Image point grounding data
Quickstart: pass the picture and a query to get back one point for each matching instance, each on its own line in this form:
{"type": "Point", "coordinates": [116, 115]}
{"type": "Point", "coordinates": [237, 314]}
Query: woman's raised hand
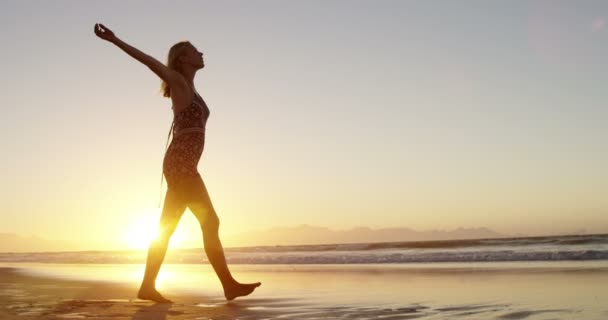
{"type": "Point", "coordinates": [103, 32]}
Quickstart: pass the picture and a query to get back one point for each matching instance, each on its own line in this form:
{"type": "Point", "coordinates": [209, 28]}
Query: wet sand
{"type": "Point", "coordinates": [448, 291]}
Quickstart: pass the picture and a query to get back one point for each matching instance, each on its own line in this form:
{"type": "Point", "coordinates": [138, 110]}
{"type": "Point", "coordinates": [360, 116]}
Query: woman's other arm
{"type": "Point", "coordinates": [168, 75]}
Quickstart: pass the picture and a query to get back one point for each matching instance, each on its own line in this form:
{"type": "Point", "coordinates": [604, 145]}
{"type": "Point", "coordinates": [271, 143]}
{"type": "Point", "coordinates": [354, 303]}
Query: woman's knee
{"type": "Point", "coordinates": [211, 223]}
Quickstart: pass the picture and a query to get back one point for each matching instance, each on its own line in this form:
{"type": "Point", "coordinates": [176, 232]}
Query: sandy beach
{"type": "Point", "coordinates": [567, 290]}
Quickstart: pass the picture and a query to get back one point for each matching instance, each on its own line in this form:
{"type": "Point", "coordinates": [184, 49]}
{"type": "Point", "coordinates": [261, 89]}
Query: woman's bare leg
{"type": "Point", "coordinates": [203, 209]}
{"type": "Point", "coordinates": [173, 209]}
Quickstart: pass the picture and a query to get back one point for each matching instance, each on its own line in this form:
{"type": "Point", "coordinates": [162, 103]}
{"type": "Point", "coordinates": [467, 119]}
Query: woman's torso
{"type": "Point", "coordinates": [194, 115]}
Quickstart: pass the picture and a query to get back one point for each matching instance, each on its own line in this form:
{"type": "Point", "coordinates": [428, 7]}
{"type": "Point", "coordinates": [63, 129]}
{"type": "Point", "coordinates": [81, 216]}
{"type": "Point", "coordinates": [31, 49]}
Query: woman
{"type": "Point", "coordinates": [185, 187]}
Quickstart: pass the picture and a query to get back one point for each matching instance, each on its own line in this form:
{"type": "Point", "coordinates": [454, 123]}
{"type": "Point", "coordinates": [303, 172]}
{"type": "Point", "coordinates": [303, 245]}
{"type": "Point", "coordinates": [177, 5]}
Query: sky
{"type": "Point", "coordinates": [430, 115]}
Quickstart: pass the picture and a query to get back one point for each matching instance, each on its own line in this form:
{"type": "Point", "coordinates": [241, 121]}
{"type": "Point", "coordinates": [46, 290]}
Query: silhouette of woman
{"type": "Point", "coordinates": [185, 187]}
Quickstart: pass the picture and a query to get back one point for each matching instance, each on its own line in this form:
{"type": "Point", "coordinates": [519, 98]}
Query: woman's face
{"type": "Point", "coordinates": [193, 57]}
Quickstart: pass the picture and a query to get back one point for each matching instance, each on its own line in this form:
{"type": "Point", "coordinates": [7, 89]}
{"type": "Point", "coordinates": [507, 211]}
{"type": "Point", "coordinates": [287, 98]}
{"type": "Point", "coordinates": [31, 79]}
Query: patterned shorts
{"type": "Point", "coordinates": [182, 157]}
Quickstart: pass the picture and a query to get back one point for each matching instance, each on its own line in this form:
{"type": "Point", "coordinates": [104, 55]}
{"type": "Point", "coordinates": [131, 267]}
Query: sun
{"type": "Point", "coordinates": [143, 229]}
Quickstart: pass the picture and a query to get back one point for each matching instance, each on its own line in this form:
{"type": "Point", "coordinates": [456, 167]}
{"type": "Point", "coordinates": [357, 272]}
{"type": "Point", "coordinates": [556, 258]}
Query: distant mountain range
{"type": "Point", "coordinates": [298, 235]}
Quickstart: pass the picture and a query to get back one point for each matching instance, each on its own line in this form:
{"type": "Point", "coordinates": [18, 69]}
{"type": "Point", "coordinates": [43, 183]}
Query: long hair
{"type": "Point", "coordinates": [173, 64]}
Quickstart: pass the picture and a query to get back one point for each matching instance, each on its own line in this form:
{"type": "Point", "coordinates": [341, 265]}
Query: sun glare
{"type": "Point", "coordinates": [144, 228]}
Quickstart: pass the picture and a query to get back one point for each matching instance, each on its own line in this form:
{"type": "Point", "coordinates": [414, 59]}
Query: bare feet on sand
{"type": "Point", "coordinates": [153, 295]}
{"type": "Point", "coordinates": [240, 289]}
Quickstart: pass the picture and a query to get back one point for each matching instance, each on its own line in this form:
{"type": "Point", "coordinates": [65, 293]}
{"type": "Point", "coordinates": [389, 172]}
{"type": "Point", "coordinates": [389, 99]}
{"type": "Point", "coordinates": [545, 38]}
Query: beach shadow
{"type": "Point", "coordinates": [158, 311]}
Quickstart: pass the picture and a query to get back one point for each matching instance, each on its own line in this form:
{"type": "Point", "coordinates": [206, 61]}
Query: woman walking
{"type": "Point", "coordinates": [185, 186]}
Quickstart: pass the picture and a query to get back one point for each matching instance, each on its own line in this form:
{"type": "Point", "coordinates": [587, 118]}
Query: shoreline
{"type": "Point", "coordinates": [308, 292]}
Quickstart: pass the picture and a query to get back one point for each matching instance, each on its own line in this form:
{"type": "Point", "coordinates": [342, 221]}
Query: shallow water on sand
{"type": "Point", "coordinates": [544, 290]}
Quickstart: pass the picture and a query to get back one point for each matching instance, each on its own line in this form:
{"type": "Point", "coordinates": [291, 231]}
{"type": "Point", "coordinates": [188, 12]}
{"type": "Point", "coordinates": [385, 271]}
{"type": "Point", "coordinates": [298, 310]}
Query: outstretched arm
{"type": "Point", "coordinates": [170, 76]}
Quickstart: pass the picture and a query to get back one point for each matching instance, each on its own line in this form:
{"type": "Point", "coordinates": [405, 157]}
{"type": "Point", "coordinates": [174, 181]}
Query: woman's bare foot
{"type": "Point", "coordinates": [240, 289]}
{"type": "Point", "coordinates": [153, 295]}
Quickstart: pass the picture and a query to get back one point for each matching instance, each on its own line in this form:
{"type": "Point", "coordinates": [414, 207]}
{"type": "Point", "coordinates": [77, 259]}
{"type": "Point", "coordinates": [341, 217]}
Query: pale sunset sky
{"type": "Point", "coordinates": [418, 114]}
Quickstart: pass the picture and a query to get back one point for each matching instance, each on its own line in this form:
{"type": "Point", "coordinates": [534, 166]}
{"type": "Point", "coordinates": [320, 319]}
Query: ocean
{"type": "Point", "coordinates": [549, 248]}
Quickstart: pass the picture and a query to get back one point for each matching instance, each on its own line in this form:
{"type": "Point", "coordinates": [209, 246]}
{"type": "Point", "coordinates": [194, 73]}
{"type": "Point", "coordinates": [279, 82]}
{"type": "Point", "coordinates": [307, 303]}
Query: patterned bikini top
{"type": "Point", "coordinates": [192, 119]}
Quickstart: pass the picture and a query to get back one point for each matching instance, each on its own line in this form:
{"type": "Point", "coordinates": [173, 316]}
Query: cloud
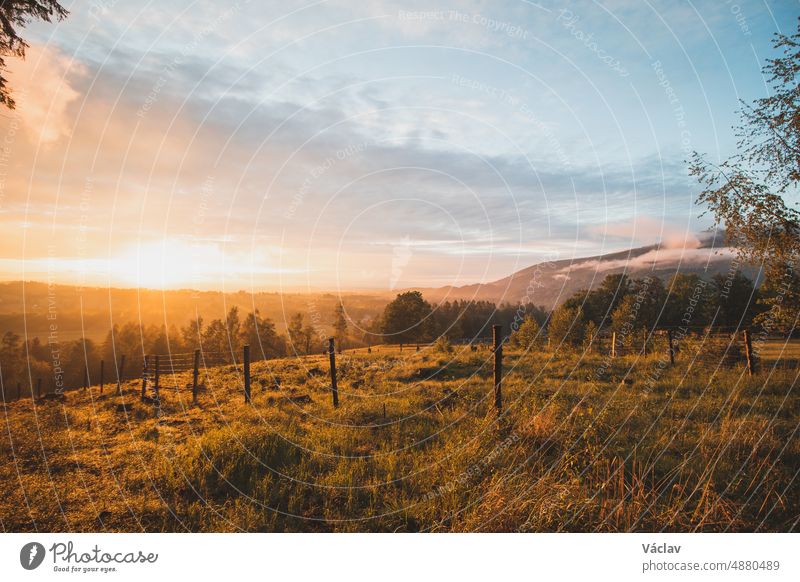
{"type": "Point", "coordinates": [41, 87]}
{"type": "Point", "coordinates": [646, 229]}
{"type": "Point", "coordinates": [656, 259]}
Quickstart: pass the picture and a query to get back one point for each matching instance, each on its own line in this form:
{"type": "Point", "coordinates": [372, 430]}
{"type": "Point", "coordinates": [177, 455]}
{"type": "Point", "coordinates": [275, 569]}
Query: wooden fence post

## WORK INSTRUCTION
Transcribe the data verbatim. No picture belongs in the result.

## YOUR RESPONSE
Quickstart: pass the picture and a query to get back one point for each matching instance, each on its own line in this form:
{"type": "Point", "coordinates": [116, 115]}
{"type": "Point", "coordinates": [237, 314]}
Query: woman's raised hand
{"type": "Point", "coordinates": [103, 32]}
Quickstart: pass the picture and a query to get back one point for each matching instance, each on its own line in this form:
{"type": "Point", "coordinates": [209, 28]}
Query: wet sand
{"type": "Point", "coordinates": [448, 291]}
Quickstart: pass the picture and a query to get back one point for each matching instance, each on its own line in this form:
{"type": "Point", "coordinates": [138, 110]}
{"type": "Point", "coordinates": [360, 116]}
Query: woman's other arm
{"type": "Point", "coordinates": [168, 75]}
Quickstart: pass the picture and a query to get back one point for each matching instance, each on its own line in this form:
{"type": "Point", "coordinates": [604, 145]}
{"type": "Point", "coordinates": [271, 143]}
{"type": "Point", "coordinates": [354, 303]}
Query: woman's knee
{"type": "Point", "coordinates": [211, 223]}
Quickstart: pass the picture and a query to get back one point for each matching instance, each on its own line in this form:
{"type": "Point", "coordinates": [176, 232]}
Query: sandy beach
{"type": "Point", "coordinates": [567, 290]}
Quickstart: pass the picture and a query to get back one point for each matching instance, each on its own line in this form:
{"type": "Point", "coordinates": [184, 49]}
{"type": "Point", "coordinates": [261, 89]}
Query: woman's bare leg
{"type": "Point", "coordinates": [203, 209]}
{"type": "Point", "coordinates": [173, 209]}
Quickstart: pass the picture and a query to get back one point for each matching instance, each on its own line in this form:
{"type": "Point", "coordinates": [162, 103]}
{"type": "Point", "coordinates": [467, 119]}
Query: woman's torso
{"type": "Point", "coordinates": [194, 115]}
Quickstart: pass the picture and a query to get back one point for each matching instance, each on its own line in this form:
{"type": "Point", "coordinates": [428, 7]}
{"type": "Point", "coordinates": [63, 129]}
{"type": "Point", "coordinates": [81, 216]}
{"type": "Point", "coordinates": [31, 49]}
Query: woman
{"type": "Point", "coordinates": [185, 187]}
Quickstart: pass the picture and a query to get back one point for each matching instance, each on its own line in this form:
{"type": "Point", "coordinates": [454, 123]}
{"type": "Point", "coordinates": [303, 172]}
{"type": "Point", "coordinates": [303, 245]}
{"type": "Point", "coordinates": [177, 5]}
Query: sky
{"type": "Point", "coordinates": [430, 115]}
Quickstart: pass the picture and a query to get back one point for each matching instance, each on its own line in this form:
{"type": "Point", "coordinates": [241, 121]}
{"type": "Point", "coordinates": [46, 290]}
Query: silhouette of woman
{"type": "Point", "coordinates": [185, 187]}
Quickstart: pass the picture and a query to get back one point for each matching instance, each on its own line in this form:
{"type": "Point", "coordinates": [519, 98]}
Query: woman's face
{"type": "Point", "coordinates": [193, 57]}
Quickstart: pass the picture and a query to get back one point for each matching instance, each on its own line in this form:
{"type": "Point", "coordinates": [7, 89]}
{"type": "Point", "coordinates": [507, 211]}
{"type": "Point", "coordinates": [287, 98]}
{"type": "Point", "coordinates": [31, 79]}
Query: patterned shorts
{"type": "Point", "coordinates": [182, 157]}
Quickstart: pass the picture and a query to get back one point for each matching instance, each on its own line in this form:
{"type": "Point", "coordinates": [104, 55]}
{"type": "Point", "coordinates": [131, 267]}
Query: sun
{"type": "Point", "coordinates": [143, 229]}
Quickstart: pass the picture and a query to get back one point for each matching instance, each on its own line in this form:
{"type": "Point", "coordinates": [456, 167]}
{"type": "Point", "coordinates": [357, 272]}
{"type": "Point", "coordinates": [556, 258]}
Query: distant mountain range
{"type": "Point", "coordinates": [298, 235]}
Quickstart: pass the picture and a query to get back one point for each matching instance, each on its own line in this form:
{"type": "Point", "coordinates": [18, 69]}
{"type": "Point", "coordinates": [43, 183]}
Query: long hair
{"type": "Point", "coordinates": [173, 64]}
Quickstart: pass the picture and a query to get back one point for each matching instance, each on its own line in this form:
{"type": "Point", "coordinates": [341, 265]}
Query: sun glare
{"type": "Point", "coordinates": [144, 228]}
Quickstart: pass the picture and a query to get back one point for each matching instance, each on its own line in this form:
{"type": "Point", "coordinates": [414, 59]}
Query: bare feet on sand
{"type": "Point", "coordinates": [153, 295]}
{"type": "Point", "coordinates": [240, 289]}
Quickstart: pass the picture and a query to get back one point for each matching instance, each on its own line in this form:
{"type": "Point", "coordinates": [65, 293]}
{"type": "Point", "coordinates": [389, 172]}
{"type": "Point", "coordinates": [389, 99]}
{"type": "Point", "coordinates": [545, 38]}
Query: beach shadow
{"type": "Point", "coordinates": [158, 311]}
Quickstart: pass the picture and a query to get back one point for each matching instance, each on its own line in this form:
{"type": "Point", "coordinates": [206, 61]}
Query: woman walking
{"type": "Point", "coordinates": [185, 186]}
Quickstart: pass the picture and a query to get back one point for each matching instance, each on its own line in this form:
{"type": "Point", "coordinates": [587, 118]}
Query: shoreline
{"type": "Point", "coordinates": [308, 292]}
Quickstart: pass the picture and a query to get back one point for each matching instance, each on its own line in this form:
{"type": "Point", "coordinates": [342, 221]}
Query: shallow water on sand
{"type": "Point", "coordinates": [544, 290]}
Quickstart: pass the picture and a query to get back one point for each matching instance, each on its own line in this form:
{"type": "Point", "coordinates": [291, 231]}
{"type": "Point", "coordinates": [188, 12]}
{"type": "Point", "coordinates": [385, 271]}
{"type": "Point", "coordinates": [298, 310]}
Query: outstretched arm
{"type": "Point", "coordinates": [170, 76]}
Quickstart: pass the picture and a query to get back one point for each matching instance, each on its own line in this form:
{"type": "Point", "coordinates": [405, 157]}
{"type": "Point", "coordinates": [174, 181]}
Query: woman's bare foot
{"type": "Point", "coordinates": [240, 289]}
{"type": "Point", "coordinates": [153, 295]}
Quickstart: pass the picture and a query to get back one point for each matching instance, each on its own line in this form:
{"type": "Point", "coordinates": [414, 207]}
{"type": "Point", "coordinates": [77, 259]}
{"type": "Point", "coordinates": [341, 217]}
Query: pale sunset sky
{"type": "Point", "coordinates": [418, 114]}
Quickstart: pass the picture and a query to get back one point for each matching instance, each on its own line in this form:
{"type": "Point", "coordinates": [534, 166]}
{"type": "Point", "coordinates": [320, 319]}
Query: ocean
{"type": "Point", "coordinates": [549, 248]}
Quickstart: pass the picture and a query to get back one point for each matching instance, each on its own line in this form:
{"type": "Point", "coordinates": [209, 246]}
{"type": "Point", "coordinates": [194, 73]}
{"type": "Point", "coordinates": [279, 82]}
{"type": "Point", "coordinates": [307, 303]}
Query: patterned bikini top
{"type": "Point", "coordinates": [192, 119]}
Quickstart: pass the picture and a query to get back one point for each matching instance, each on its own line in this form:
{"type": "Point", "coordinates": [173, 316]}
Query: cloud
{"type": "Point", "coordinates": [41, 87]}
{"type": "Point", "coordinates": [646, 229]}
{"type": "Point", "coordinates": [656, 259]}
Quickstart: pass the picture and a query to get back one point for each matching instance, each on its own line in this form:
{"type": "Point", "coordinates": [372, 430]}
{"type": "Point", "coordinates": [177, 455]}
{"type": "Point", "coordinates": [275, 569]}
Query: wooden fence post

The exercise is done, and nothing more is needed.